■ BLOK TEKSTU
Nakazy i zakazy dot. zmiany stylu życia nie wystarczą
Autorka książki „Serce w dobrym stylu” podkreśla, że powstanie publikacji zostało poprzedzone analizą dostępnych danych dotyczących śmiertelności i jej przyczyn. Na jej podstawie dr Anna Słowikowska wyodrębniła najgroźniejsze czynniki ryzyka sercowo-naczyniowego oraz przedwczesnego zgonu. Wykorzystane informacje pochodziły m.in. z wytycznych Europejskiego i Amerykańskiego Towarzystwa Kardiologicznego, rekomendacji Polskiego Towarzystwa Diabetologicznego, publikacji pochodzących z recenzowanych czasopism naukowych (np. The Lancet) oraz raportu “Global Burden of Disease”.

(Dane do wskazywania punktów na obrazach)
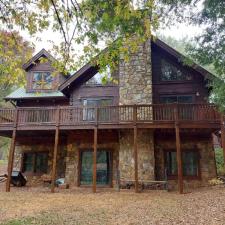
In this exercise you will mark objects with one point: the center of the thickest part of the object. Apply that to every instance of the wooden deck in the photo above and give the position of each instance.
(174, 116)
(111, 117)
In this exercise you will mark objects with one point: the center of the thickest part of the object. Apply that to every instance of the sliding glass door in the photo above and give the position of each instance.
(103, 167)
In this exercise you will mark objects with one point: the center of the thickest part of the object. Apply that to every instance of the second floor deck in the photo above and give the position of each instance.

■ ZADANIE ROBOCZE 1
Z jakiego raportu pochodziła część informacji wykorzystanych przy powstawaniu książki opisanej w tekście o publikacji „Serce w dobrym stylu”?
■ ZADANIE ROBOCZE 2
Podejmij tekst o książce „Serce w dobrym stylu” i kontynuuj go od miejsca, w którym się urywa.

■ WYNIK 1
Z raportu „Global Burden of Disease”.

■ WYNIK 2
- Zgony z powodu chorób serca są w Polsce znacznie częstsze niż̇ w bogatszych krajach Unii Europejskiej. Standaryzowane współczynniki umieralności z powodu chorób serca u mężczyzn w wieku produkcyjnym są̨ prawie 4 razy wyższe niż np. w Holandii, chociaż wyniki leczenia szpitalnego zawałów serca są w Polsce bardzo dobre, porównywalne z czołówką europejską – wskazuje dr Anna Słowikowska.
Ekspertka nie ograniczyła się jedynie do przekazania prostych zaleceń w formie nakazów i zakazów, ale obszernie, choć przystępnie, wyjaśniła przebieg różnorodnych procesów zachodzących w ludzkim organizmie – oraz to, jaki wpływ mają niezdrowe nawyki.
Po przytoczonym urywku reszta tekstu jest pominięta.